### PROBLEM STATEMENT
Reproduce the portion of the news excerpt below that lies between "Interviews with detectives" and "throat, according to documents.", inclusive.

### DOCUMENT EXTRACT
++++++

The case is still under investigation. Costa said there were discrepancies between the couple’s accounts of what happened late Saturday and early Sunday, but does not expect that the father will be arrested.
“It’s clear enough to say that stress is a factor in the whole thing,” Costa said Monday. “Something pushed her to the breaking point.”
Interviews with detectives revealed that Christina Booth was under stress from raising the children, and that she had been taking medication for postpartum depression, according to court documents.
On the night the children were injured, the couple had been drinking wine and watching a movie together. Before the movie ended, Christina Booth took the oldest child upstairs and put her to bed, but “hit her breaking point” when the twins started crying, according to documents.
That’s when she used a knife from the kitchen to cut each child’s throat, according to documents.
Booth told detectives that her husband gets upset whenever the children cry or make noise, and said he never helps with the children. Booth said she knew if she killed all of the kids, the house would be quiet for her husband, according to court documents.

++++++

### PROVIDED INFORMATION
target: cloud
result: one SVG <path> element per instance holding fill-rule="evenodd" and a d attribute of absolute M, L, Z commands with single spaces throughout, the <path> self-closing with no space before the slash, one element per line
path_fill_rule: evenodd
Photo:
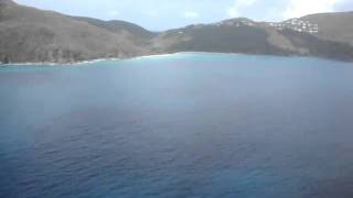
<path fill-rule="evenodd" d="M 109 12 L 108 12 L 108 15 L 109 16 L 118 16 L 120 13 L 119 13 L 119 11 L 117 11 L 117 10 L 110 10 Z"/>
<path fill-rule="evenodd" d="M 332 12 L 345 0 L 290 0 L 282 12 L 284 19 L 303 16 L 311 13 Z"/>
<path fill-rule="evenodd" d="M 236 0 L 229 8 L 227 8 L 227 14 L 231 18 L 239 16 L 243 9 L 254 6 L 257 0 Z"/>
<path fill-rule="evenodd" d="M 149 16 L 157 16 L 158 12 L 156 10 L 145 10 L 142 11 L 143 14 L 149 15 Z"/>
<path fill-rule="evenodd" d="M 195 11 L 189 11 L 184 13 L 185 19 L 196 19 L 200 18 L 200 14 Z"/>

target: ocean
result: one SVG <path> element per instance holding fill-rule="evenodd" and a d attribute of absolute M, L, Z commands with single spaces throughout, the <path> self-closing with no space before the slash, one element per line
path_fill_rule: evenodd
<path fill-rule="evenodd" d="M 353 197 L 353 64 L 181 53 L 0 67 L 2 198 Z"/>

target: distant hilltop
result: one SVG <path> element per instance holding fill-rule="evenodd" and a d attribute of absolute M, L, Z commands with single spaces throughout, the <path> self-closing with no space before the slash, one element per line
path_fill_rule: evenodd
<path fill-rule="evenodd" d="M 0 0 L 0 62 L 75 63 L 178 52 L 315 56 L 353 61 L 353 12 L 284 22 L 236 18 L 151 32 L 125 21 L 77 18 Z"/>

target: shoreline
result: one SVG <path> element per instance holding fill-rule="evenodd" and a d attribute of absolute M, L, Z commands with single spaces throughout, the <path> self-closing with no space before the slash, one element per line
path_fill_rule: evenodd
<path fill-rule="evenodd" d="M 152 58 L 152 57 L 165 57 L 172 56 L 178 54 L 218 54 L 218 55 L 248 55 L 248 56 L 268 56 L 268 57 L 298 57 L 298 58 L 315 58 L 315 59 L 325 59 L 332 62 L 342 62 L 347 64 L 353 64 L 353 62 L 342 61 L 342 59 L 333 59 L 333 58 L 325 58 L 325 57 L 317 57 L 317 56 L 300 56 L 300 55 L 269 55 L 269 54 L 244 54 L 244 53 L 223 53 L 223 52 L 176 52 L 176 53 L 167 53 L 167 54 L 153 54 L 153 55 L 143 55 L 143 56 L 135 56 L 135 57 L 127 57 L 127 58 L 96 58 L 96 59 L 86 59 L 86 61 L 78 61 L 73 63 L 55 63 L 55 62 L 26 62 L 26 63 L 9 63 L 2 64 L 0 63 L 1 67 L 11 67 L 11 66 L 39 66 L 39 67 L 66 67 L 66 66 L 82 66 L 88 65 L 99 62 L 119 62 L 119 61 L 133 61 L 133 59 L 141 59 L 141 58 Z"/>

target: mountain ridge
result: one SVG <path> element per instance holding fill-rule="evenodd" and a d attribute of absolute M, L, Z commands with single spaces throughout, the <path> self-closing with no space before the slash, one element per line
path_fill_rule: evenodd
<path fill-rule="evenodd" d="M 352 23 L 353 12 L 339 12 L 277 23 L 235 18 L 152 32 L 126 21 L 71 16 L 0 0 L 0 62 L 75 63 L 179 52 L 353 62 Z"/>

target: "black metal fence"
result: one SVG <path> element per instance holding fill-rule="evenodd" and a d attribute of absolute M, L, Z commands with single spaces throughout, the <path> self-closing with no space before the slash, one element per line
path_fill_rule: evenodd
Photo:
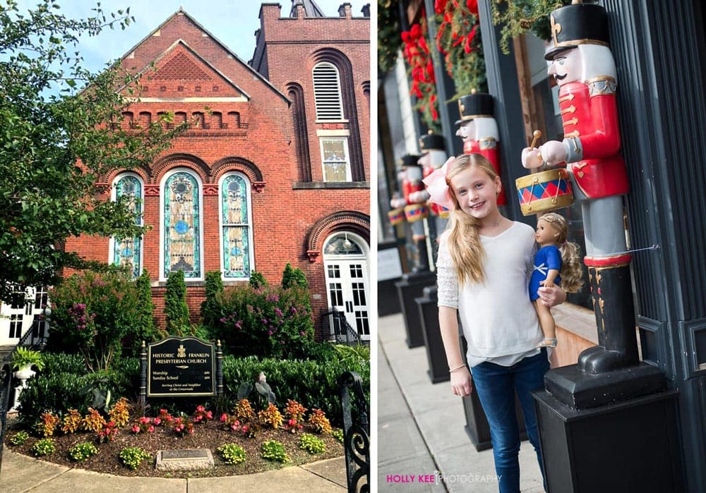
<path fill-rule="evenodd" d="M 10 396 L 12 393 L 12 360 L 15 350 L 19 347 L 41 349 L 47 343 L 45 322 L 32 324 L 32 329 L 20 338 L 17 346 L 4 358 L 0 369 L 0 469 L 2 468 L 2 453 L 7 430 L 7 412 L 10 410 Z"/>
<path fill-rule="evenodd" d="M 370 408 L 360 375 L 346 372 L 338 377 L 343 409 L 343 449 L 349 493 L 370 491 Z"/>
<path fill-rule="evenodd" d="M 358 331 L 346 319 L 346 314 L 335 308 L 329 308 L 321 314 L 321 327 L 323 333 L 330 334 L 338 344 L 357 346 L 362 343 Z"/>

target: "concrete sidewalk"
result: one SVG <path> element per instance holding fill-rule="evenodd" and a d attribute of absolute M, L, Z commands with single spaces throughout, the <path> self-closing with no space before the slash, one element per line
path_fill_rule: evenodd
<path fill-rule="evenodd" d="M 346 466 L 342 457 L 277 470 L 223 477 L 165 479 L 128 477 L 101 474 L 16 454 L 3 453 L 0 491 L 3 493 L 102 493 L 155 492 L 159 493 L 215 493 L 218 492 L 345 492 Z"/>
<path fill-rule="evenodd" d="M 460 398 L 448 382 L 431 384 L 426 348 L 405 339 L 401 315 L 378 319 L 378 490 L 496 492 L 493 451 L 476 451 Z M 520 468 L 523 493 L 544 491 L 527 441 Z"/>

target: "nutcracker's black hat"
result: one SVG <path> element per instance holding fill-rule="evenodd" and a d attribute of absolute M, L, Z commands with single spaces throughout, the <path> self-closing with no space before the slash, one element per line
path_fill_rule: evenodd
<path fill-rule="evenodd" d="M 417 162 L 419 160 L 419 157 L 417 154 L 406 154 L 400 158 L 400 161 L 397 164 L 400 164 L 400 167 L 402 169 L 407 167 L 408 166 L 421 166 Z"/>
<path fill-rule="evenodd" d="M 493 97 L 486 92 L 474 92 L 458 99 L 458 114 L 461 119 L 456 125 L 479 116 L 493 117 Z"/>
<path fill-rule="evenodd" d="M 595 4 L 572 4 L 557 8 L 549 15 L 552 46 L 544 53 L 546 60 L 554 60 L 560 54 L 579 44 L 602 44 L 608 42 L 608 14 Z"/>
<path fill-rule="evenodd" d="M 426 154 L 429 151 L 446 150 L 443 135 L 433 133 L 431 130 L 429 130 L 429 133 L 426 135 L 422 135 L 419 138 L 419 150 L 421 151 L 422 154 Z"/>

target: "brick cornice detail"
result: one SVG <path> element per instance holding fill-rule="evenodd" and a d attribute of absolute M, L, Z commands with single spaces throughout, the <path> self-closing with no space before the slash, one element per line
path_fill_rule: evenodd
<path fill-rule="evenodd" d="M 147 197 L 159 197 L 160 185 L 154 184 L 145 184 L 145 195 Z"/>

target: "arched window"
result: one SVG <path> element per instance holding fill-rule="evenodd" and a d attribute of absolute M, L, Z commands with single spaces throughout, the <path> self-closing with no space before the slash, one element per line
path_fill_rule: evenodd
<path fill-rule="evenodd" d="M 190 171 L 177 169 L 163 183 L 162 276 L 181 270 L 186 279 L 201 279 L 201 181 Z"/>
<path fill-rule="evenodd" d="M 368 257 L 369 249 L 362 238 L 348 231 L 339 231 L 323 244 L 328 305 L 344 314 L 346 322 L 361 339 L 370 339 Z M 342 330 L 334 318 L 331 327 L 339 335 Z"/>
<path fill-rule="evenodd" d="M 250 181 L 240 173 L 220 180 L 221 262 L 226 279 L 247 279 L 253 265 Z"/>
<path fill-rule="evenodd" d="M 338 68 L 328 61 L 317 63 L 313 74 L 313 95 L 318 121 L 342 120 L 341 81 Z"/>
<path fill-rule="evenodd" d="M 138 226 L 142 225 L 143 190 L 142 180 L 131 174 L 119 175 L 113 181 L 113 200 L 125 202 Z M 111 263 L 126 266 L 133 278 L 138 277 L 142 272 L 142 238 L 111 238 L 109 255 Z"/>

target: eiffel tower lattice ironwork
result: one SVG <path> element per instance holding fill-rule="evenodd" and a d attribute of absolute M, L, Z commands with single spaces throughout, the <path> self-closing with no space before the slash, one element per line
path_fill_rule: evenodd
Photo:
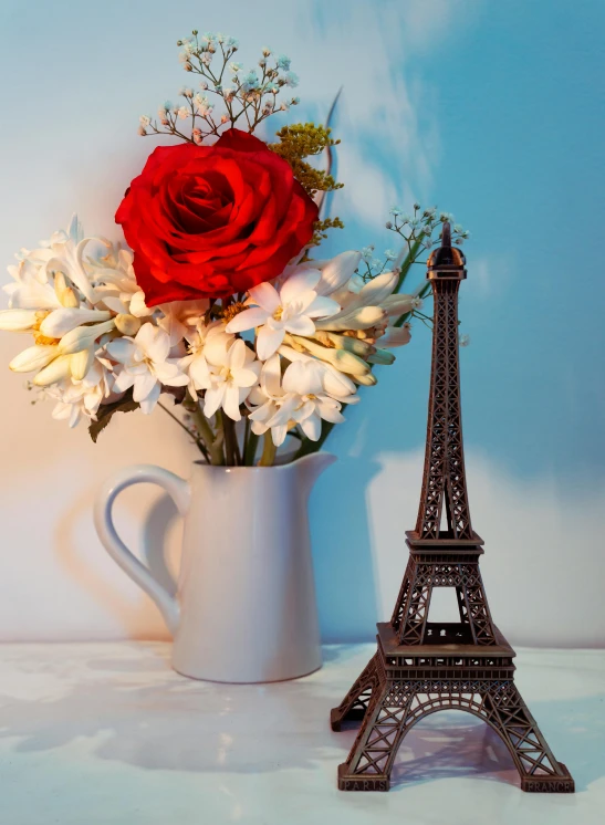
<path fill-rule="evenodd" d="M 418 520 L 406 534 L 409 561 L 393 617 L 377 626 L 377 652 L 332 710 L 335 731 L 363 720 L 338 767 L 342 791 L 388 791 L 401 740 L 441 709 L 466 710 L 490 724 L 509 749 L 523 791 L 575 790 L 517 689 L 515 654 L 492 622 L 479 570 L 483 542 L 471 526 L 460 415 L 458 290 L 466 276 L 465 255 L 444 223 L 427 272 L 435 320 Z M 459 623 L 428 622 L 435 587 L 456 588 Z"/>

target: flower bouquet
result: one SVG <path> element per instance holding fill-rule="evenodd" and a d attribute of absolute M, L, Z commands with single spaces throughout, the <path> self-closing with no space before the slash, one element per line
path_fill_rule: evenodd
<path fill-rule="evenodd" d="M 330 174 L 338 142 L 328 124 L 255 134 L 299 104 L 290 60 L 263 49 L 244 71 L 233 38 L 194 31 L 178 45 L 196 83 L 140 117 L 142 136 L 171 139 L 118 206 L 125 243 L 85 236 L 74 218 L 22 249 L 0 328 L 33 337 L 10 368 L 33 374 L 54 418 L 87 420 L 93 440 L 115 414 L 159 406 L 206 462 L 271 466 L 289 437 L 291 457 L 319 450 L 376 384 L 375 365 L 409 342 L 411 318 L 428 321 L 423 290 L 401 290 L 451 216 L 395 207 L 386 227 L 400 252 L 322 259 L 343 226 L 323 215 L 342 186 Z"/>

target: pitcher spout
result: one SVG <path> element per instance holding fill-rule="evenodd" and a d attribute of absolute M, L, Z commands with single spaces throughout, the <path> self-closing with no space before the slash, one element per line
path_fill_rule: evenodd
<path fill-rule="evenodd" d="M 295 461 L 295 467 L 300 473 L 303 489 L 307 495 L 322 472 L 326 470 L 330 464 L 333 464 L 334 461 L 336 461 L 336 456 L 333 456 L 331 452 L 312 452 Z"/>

++++++

### PROBLEM SOLUTION
Interviews with detectives revealed that Christina Booth was under stress from raising the children, and that she had been taking medication for postpartum depression, according to court documents.
On the night the children were injured, the couple had been drinking wine and watching a movie together. Before the movie ended, Christina Booth took the oldest child upstairs and put her to bed, but “hit her breaking point” when the twins started crying, according to documents.
That’s when she used a knife from the kitchen to cut each child’s throat, according to documents.